# WRITTEN INSTRUCTION
Please write out every one of the rows below word for word, changing nothing.

[Excerpts from a segmentation dataset]

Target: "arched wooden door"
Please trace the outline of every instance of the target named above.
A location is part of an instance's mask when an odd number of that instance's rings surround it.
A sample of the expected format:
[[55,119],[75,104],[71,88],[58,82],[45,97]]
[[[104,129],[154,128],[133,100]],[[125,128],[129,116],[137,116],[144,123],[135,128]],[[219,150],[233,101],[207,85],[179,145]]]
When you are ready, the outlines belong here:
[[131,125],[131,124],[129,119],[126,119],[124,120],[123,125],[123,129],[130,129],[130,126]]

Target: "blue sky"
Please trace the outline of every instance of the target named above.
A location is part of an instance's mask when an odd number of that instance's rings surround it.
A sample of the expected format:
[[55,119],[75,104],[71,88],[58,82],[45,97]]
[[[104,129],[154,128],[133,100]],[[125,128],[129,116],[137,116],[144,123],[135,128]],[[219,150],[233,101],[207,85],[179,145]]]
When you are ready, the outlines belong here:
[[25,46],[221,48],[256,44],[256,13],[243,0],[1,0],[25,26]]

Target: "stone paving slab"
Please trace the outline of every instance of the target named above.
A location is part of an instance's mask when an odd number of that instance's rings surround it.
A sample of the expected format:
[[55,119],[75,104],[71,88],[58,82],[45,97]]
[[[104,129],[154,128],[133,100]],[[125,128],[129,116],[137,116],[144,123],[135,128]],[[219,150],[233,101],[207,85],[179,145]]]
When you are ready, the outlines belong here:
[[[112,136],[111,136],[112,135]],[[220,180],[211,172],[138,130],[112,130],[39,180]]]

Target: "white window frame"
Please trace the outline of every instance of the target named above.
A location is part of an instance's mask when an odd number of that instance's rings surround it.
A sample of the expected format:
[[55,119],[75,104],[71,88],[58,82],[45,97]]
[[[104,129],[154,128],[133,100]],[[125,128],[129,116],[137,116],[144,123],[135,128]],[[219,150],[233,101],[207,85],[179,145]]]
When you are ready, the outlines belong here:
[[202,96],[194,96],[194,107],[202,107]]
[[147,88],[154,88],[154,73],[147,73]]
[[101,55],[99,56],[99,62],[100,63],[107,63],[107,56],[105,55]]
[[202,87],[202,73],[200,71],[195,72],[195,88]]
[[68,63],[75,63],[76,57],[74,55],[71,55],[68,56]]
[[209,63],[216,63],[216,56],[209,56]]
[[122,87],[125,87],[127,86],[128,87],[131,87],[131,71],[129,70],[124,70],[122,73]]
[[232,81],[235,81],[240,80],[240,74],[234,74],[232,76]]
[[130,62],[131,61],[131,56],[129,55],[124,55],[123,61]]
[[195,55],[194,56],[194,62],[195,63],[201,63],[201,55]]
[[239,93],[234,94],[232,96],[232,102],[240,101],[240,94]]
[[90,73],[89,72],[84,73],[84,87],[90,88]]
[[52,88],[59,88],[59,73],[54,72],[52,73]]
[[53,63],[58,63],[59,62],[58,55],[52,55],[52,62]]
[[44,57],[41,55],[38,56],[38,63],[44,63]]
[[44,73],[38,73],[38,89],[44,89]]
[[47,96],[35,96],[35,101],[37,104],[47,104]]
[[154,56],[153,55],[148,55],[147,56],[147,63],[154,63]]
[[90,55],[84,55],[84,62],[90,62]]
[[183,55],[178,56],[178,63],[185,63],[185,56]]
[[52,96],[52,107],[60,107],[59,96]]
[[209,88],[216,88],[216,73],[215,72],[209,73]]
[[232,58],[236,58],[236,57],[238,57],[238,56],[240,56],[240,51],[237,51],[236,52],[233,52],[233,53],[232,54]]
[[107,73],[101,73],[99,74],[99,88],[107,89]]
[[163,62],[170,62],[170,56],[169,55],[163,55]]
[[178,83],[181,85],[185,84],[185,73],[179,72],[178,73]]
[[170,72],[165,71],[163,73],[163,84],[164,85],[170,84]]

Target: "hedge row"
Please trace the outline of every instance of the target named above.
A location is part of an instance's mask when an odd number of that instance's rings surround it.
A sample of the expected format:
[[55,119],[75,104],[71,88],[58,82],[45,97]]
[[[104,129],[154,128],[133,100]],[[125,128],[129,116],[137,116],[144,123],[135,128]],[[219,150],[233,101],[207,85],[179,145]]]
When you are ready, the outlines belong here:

# SOLUTION
Target: "arched wooden door"
Please trace the outline of every instance of the target named above.
A location is part of an instance's mask when an odd number of that instance's rings surround it.
A sample of the expected format:
[[55,119],[75,104],[71,88],[58,82],[45,97]]
[[[104,129],[154,128],[133,100]],[[125,128],[129,116],[137,116],[144,123],[135,128]],[[219,150],[233,101],[207,85],[179,145]]]
When you are ready, the outlines belong here:
[[131,125],[131,124],[129,119],[126,119],[124,120],[123,125],[123,129],[130,129],[130,126]]

Target: "blue sky"
Please trace the outline of every instance of the target named above.
A location is part of an instance's mask when an odd number of that instance's rings surround it.
A sample of the expected format:
[[55,119],[75,104],[71,88],[58,82],[45,97]]
[[[104,129],[154,128],[133,100]],[[125,128],[129,116],[137,116],[144,123],[135,128]],[[219,150],[233,101],[207,85],[179,145]]]
When you are ready, the outlines belong here:
[[25,46],[221,48],[256,44],[256,13],[243,0],[1,0],[25,26]]

Target: "stone paving slab"
Please trace the outline of every instance of the target named above.
A location is part of an instance's mask when an odd number of that instance's rings surround it.
A sample of the expected format:
[[55,119],[75,104],[71,88],[58,82],[45,97]]
[[[104,129],[154,128],[133,100]],[[125,128],[129,116],[137,116],[144,123],[135,128]],[[219,150],[233,101],[207,85],[179,145]]]
When you are ready, the outlines belong here:
[[[112,136],[111,136],[112,135]],[[220,180],[211,172],[138,130],[112,130],[39,180]]]

Target: "white window frame"
Please trace the outline of every instance of the target named above.
A location is part of an instance's mask when an odd number of that instance's rings surround it.
A sample of the expected format:
[[55,119],[75,104],[71,88],[58,82],[45,97]]
[[[104,129],[154,128],[133,100]],[[125,128],[129,116],[137,116],[144,123],[135,128]],[[219,150],[233,101],[207,85],[179,145]]]
When you are ready, the outlines belong here:
[[202,96],[194,96],[194,107],[202,107]]
[[147,88],[154,88],[154,73],[147,73]]
[[101,55],[99,56],[99,62],[100,63],[107,63],[107,56],[105,55]]
[[202,87],[202,73],[200,71],[195,72],[195,88]]
[[68,63],[75,63],[76,57],[74,55],[71,55],[68,56]]
[[209,63],[216,63],[216,56],[209,56]]
[[122,87],[125,87],[127,86],[128,87],[131,87],[131,71],[129,70],[124,70],[122,73]]
[[232,81],[235,81],[240,80],[240,74],[234,74],[232,76]]
[[130,62],[131,61],[131,56],[129,55],[124,55],[123,61]]
[[195,55],[194,56],[194,62],[195,63],[201,63],[201,55]]
[[239,93],[234,94],[232,96],[232,102],[240,101],[240,94]]
[[90,73],[89,72],[84,73],[84,87],[90,88]]
[[52,88],[59,88],[59,73],[54,72],[52,73]]
[[53,63],[58,63],[59,62],[58,55],[52,55],[52,62]]
[[44,57],[41,55],[38,56],[38,63],[44,63]]
[[44,73],[38,73],[38,89],[44,89]]
[[47,96],[35,96],[35,101],[37,104],[47,104]]
[[154,56],[153,55],[148,55],[147,56],[147,63],[154,63]]
[[90,55],[84,55],[84,62],[90,62]]
[[183,55],[178,56],[178,63],[185,63],[185,56]]
[[52,96],[52,107],[60,107],[59,96]]
[[209,88],[216,88],[216,73],[215,72],[209,73]]
[[232,58],[236,58],[236,57],[238,57],[238,56],[240,56],[240,51],[237,51],[236,52],[233,52],[233,53],[232,54]]
[[107,73],[101,73],[99,74],[99,88],[107,89]]
[[163,62],[170,62],[170,56],[169,55],[163,55]]
[[178,83],[181,85],[185,84],[185,73],[179,72],[178,73]]
[[170,72],[165,71],[163,73],[163,84],[164,85],[170,84]]

Target: "hedge row"
Please trace the outline of every instance of the target named above.
A location is part of an instance's mask when an odd number of that instance's rings surround it.
A sample of the expected format:
[[55,119],[75,104],[71,88],[58,82],[45,97]]
[[[104,129],[154,128],[133,100]],[[125,128],[129,116],[137,116],[144,123],[135,128]],[[219,150],[233,101],[207,85],[179,145]]]
When you are ready, the outlines belong here:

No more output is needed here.